Stored records:
══════════════════════════════

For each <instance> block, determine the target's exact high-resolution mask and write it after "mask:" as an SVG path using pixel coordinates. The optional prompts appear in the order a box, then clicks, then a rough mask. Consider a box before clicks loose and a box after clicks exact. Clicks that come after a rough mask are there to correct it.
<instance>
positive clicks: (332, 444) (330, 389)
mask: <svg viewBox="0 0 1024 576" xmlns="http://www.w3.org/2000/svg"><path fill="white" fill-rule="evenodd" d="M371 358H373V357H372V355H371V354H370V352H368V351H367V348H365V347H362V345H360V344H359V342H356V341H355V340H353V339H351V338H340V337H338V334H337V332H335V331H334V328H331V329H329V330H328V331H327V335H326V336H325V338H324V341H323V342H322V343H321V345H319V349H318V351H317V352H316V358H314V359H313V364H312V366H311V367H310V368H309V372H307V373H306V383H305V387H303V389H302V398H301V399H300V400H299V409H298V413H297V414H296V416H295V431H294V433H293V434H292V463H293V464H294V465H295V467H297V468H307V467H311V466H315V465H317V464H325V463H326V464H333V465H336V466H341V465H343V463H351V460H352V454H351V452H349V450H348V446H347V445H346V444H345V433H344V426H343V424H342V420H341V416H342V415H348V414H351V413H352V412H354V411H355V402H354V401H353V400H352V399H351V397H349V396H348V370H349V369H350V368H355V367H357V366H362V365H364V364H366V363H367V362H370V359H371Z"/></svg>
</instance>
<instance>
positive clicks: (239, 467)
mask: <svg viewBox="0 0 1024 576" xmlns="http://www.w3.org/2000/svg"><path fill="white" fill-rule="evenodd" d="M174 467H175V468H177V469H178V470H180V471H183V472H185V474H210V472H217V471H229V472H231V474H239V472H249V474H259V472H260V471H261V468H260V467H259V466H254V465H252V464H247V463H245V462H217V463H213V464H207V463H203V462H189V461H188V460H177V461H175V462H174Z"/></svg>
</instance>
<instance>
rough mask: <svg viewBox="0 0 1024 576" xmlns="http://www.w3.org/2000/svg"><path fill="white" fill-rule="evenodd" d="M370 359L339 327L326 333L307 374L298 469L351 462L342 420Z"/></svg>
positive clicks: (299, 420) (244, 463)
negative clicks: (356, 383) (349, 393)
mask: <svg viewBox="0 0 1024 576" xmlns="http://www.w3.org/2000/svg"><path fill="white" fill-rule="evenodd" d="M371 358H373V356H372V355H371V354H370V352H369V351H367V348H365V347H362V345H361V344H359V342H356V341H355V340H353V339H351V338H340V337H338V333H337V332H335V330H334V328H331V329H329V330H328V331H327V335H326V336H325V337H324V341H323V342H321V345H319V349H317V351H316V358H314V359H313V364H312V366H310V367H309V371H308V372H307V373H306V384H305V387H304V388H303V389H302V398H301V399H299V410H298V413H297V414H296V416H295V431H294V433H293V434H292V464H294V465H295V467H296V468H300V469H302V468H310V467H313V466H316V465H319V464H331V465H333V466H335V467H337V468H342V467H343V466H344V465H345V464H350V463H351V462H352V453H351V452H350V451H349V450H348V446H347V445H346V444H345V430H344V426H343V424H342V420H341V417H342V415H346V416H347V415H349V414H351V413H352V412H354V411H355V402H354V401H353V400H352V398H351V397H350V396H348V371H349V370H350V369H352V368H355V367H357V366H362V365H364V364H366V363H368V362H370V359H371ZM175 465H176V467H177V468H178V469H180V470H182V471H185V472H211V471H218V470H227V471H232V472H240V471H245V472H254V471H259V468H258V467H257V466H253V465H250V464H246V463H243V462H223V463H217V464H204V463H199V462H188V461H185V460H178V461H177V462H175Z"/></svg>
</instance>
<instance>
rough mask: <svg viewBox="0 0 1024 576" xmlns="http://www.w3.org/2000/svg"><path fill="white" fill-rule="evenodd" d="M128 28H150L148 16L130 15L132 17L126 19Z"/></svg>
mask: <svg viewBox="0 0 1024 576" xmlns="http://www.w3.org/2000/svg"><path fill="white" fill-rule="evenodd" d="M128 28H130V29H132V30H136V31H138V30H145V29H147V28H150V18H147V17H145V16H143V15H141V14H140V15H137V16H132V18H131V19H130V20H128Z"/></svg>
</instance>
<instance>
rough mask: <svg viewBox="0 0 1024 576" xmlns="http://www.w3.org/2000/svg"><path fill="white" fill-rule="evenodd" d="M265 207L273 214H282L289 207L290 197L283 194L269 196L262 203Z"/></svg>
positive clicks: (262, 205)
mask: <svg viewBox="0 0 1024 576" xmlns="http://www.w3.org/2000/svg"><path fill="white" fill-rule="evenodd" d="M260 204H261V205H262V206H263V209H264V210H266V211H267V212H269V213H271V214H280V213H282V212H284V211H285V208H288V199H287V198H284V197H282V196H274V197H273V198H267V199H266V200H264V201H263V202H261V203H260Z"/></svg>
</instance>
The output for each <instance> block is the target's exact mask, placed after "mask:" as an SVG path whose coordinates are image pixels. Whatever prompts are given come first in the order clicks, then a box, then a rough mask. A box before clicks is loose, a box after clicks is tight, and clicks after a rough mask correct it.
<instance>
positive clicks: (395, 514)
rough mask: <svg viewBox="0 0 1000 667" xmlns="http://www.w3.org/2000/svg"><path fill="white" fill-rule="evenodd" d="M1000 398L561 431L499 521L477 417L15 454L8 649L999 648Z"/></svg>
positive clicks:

══════════════════════════════

Task item:
Search the data above for the string "exact". Report every line where it is found.

Answer section:
For each <instance> block, determine the target's exact high-resolution mask and write it after "mask:" as an SVG path using pixel coordinates. The optional prompts appear in the order a box, then clicks, then a rough mask. Consider a box before clicks loose and a box after clicks exact. Clicks that come after a rough mask are there to correct it.
The output for each <instance> block is the target's exact mask, placed after "mask:" as an SVG path whose coordinates are image pixels. Whatever prompts are given come first in the order clicks, then a box, then a rough mask. A box before clicks is loose, a box after clicks is tight, and clicks after a rough mask correct it.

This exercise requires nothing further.